Excerpted records:

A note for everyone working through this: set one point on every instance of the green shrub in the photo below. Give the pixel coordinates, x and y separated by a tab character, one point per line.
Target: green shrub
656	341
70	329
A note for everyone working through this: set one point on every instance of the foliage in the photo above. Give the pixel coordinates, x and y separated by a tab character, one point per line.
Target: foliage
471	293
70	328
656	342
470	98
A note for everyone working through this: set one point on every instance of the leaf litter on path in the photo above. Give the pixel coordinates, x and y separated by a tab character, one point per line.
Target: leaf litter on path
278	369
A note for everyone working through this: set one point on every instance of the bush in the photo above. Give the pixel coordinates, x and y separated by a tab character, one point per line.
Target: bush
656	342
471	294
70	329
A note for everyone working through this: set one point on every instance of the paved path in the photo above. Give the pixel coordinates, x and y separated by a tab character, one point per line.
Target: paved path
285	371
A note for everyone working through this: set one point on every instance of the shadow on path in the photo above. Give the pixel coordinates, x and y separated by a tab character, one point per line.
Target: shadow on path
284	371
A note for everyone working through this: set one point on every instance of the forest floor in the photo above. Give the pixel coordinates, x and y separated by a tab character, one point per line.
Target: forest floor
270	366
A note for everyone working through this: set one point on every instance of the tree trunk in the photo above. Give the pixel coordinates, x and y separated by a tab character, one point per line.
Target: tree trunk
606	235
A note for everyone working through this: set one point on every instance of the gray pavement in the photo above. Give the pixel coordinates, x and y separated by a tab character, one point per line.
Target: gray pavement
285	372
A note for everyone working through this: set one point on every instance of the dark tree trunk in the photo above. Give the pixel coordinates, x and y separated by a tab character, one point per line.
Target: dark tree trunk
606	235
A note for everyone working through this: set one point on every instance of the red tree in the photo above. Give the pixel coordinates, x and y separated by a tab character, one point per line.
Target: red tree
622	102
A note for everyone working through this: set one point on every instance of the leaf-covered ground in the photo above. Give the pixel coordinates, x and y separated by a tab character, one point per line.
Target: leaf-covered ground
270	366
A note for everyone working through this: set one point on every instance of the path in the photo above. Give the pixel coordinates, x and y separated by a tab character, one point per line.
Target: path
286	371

Task: Retype the material in full. Each word must match.

The result:
A note for everyone working through this: set one point on every instance of the green shrub in the photo below. Give the pixel coordinates, x and y separated by a tab character, one point per line.
Target: green shrub
656	341
70	329
A note for everyone working through this: set one point on every instance of the foliage in the photo above. Give the pixel coordinates, x and y separated by a tab character, one point per line.
Target: foliage
471	293
70	328
656	342
470	98
A note for everyone working through this: set one point on every instance of the leaf litter on path in the photo above. Give the pixel coordinates, x and y separated by a tab character, one point per line.
Target: leaf litter on path
278	369
A note for everyone working through this: set one point on every instance of the bush in the photo above. Give the pixel coordinates, x and y separated by a tab character, one point per line.
Target: bush
656	342
471	294
70	329
A note for everyone working through this: set one point on every instance of the paved path in the photo above. Give the pixel coordinates, x and y separated by a tab character, one point per line.
Target: paved path
285	371
A note for everyone working through this: set one point on every instance of the shadow on path in the photo above. Give the pixel coordinates, x and y separated by a tab character, one point per line.
Target: shadow on path
284	371
A note for everyone working through this: set one point on every instance of the forest floor in the photo above. Give the pixel coordinates, x and y separated by a tab character, one point per line.
Target: forest floor
270	366
A note for everyone working through this: set one point on every instance of the tree trunk in the photo above. Give the pixel coordinates, x and y separated by a tab character, one point per line.
Target: tree trunk
606	235
A note for everyone working through this: set one point on every instance of the gray pavement in the photo above. Give the pixel coordinates, x and y separated by a tab character, one point per line.
Target: gray pavement
285	372
A note for everyone working through this: set one point on every instance of the dark tree trunk in the photo above. Give the pixel coordinates, x and y separated by a tab character, one point per line.
Target: dark tree trunk
606	235
A note for everyone working through this: set one point on every instance of the red tree in the photo above. Give the pixel coordinates, x and y separated by a tab character, one point per line.
Target: red tree
622	102
A note for everyone working through this: set one point on every instance of the leaf-covered ground in the photo above. Give the pixel coordinates, x and y separated by a tab character, one point per line.
Target: leaf-covered ground
270	366
A note for everyone working through this: set one point on every instance of the path in the photo above. Give the pixel coordinates, x and y separated by a tab character, one point per line.
Target: path
286	371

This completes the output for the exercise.